>> BEGIN Extract provided

Value added

Not to be confused with value proposition.
For other uses, see Value-added (disambiguation).

In business, the difference between the sale price and the production cost of a product is the unit profit. In economics, the sum of the unit profit, the unit depreciation cost, and the unit labor cost is the unit value added. Summing value added per unit over all units sold is total value added. Total value added is equivalent to revenue less outside purchases (of materials and services). Value added is a higher portion of revenue for integrated companies, e.g., manufacturing companies, and a lower portion of revenue for less integrated companies, e.g., retail companies. Total value added is very closely approximated by total labor expense (including wages, salaries, and benefits) plus "cash" operating profit (defined as operating profit plus depreciation expense, i.e., operating profit before depreciation). The first component (total labor expense) is a return to labor and the second component (operating profit before depreciation) is a return to capital (including capital goods, land, and other property). In national accounts used in macroeconomics, it refers to the contribution of the factors of production, i.e., capital (e.g., land and capital goods) and labor, to raising the value of a product and corresponds to the incomes received by the owners of these factors. The national value added is shared between capital and labor (as the factors of production), and this sharing gives rise to issues of distribution.

>> END Extract provided

◆ **Aim**:
Write what comes next in the passage on value added, picking up after its final sentence. The lines that come after this passage are from a different source.

>> BEGIN Provided data

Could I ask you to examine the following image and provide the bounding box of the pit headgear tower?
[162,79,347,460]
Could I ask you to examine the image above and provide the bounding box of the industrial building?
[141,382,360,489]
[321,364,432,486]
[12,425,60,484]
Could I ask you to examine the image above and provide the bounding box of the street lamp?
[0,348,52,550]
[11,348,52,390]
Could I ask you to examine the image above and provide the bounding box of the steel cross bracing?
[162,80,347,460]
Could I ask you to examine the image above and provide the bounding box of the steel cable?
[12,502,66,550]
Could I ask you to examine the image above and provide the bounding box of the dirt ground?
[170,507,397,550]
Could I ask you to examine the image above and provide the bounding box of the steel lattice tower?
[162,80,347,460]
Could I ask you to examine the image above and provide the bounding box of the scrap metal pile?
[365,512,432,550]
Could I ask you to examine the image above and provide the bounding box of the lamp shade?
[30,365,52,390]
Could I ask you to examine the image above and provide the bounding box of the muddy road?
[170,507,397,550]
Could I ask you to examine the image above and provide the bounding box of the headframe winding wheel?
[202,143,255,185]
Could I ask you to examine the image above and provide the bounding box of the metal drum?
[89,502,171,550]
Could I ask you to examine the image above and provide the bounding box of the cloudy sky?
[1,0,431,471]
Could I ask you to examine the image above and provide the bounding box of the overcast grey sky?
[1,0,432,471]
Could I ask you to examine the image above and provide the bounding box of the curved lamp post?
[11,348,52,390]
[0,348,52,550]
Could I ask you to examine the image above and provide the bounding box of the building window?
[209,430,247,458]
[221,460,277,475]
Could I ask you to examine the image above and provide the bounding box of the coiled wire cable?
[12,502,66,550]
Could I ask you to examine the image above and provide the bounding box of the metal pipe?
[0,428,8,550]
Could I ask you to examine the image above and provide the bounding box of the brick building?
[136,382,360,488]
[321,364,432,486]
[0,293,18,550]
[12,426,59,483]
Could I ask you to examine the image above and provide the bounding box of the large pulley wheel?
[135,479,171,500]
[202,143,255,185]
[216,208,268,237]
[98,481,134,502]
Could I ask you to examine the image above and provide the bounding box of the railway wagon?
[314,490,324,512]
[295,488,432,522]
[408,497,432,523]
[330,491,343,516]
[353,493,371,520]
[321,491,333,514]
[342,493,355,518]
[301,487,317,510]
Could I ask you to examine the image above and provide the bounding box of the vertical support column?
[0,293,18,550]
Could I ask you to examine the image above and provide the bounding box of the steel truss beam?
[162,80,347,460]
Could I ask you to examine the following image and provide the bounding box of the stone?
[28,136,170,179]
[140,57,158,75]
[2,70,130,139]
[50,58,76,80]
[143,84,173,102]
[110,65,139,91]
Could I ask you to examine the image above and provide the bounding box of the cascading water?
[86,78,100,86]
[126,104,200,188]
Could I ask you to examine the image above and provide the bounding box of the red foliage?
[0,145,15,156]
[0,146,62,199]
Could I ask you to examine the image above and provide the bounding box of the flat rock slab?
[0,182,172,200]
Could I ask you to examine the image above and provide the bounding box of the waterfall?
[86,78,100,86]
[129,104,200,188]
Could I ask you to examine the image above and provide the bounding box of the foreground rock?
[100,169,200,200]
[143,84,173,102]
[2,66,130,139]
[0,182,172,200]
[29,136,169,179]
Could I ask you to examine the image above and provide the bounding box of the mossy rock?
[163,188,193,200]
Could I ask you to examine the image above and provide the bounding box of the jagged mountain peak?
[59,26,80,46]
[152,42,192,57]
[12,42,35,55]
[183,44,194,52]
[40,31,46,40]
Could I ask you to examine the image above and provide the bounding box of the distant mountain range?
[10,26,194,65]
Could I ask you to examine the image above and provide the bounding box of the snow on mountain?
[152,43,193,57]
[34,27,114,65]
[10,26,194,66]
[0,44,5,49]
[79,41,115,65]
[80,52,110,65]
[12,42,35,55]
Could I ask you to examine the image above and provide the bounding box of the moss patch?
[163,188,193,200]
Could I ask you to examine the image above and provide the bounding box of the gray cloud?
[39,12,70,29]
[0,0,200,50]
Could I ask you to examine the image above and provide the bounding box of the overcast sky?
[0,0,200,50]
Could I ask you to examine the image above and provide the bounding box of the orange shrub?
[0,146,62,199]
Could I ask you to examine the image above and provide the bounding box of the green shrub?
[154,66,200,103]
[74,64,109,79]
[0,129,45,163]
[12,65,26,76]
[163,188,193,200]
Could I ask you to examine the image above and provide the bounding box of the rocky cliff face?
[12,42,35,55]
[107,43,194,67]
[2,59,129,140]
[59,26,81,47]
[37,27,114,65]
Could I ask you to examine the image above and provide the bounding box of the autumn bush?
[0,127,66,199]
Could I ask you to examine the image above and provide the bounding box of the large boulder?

>> END Provided data

◆ **Output for this exercise**:
Outside of economics, value added refers to "extra" feature(s) of an item of interest (product, service, person etc.) that go beyond the standard expectations and provide something "more", even if the cost is higher to the client or purchasor. Value-added features give competitive edges to companies with otherwise more expensive products.

Value-added methods and measurements are also being utilized in education as part of a national movement towards teacher evaluation and accountability in the United States. This type of measure is known as a value added modeling or measures

Process Improvement

In a process improvement perspective, in order for a step in any process to be considered value added, the activity must meet all three of the following criteria: 1) The customer is willing to pay for this activity, 2) It must be done right the first time, 3) The action must change the product or service in some manner.[1] http://www.isixsigma.com/dictionary/value-added/

Examples of non-value added steps include: inspection by a third party not part of the process, like traditional Quality Assurance, a decision or review board as part of production, or multiple offices or entities performing the same or similar tasks.

Non Value Added tasks need to be further broken down into two categories: Non Value Added Business Required and Non Value Added Pure Waste.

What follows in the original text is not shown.